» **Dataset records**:
[Start of Attachment]

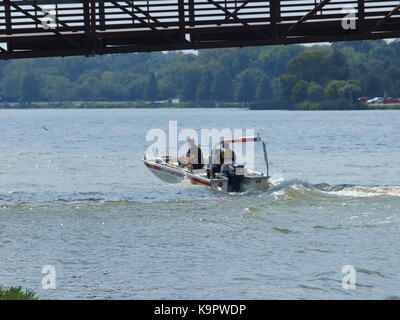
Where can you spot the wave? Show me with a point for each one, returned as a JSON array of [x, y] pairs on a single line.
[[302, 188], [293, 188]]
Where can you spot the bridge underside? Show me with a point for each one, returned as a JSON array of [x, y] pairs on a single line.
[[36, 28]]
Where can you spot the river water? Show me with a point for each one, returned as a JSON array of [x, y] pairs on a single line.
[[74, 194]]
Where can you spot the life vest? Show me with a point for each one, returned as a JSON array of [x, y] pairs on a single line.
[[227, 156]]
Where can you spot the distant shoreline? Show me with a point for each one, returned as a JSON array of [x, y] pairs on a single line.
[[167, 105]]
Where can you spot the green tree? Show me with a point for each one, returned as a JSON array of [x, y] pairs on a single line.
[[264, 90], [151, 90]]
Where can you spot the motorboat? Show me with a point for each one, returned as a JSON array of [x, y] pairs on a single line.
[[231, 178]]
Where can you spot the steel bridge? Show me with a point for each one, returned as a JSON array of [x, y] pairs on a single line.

[End of Attachment]
[Start of Attachment]

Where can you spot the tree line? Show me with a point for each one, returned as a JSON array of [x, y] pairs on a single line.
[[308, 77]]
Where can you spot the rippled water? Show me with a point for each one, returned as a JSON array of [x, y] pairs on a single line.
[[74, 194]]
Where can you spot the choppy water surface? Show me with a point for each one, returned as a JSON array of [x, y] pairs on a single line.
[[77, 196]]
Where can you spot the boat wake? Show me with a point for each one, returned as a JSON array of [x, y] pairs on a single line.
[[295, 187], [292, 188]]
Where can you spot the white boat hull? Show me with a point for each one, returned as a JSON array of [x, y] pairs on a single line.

[End of Attachment]

» **TASK**: Print, from the entries above, the line with "Where can you spot the distant", the line with "Where can you spot the steel" and all lines between them, exactly and with nothing else.

» **PROBLEM SOLUTION**:
Where can you spot the distant shoreline? Show me with a point for each one, returned as a JSON array of [x, y] pairs on a single line.
[[167, 105]]
Where can you spot the green tree? Show me with a point for each one, returned as a JSON array of [x, y] pairs on a single line.
[[264, 90], [151, 90]]
Where can you spot the motorboat? Show me with a point for each one, returned as a JSON array of [x, y] pairs on a single line.
[[231, 178]]
Where can you spot the steel bridge? Show me with a point for each one, returned as a JSON array of [x, y] pairs on a single line.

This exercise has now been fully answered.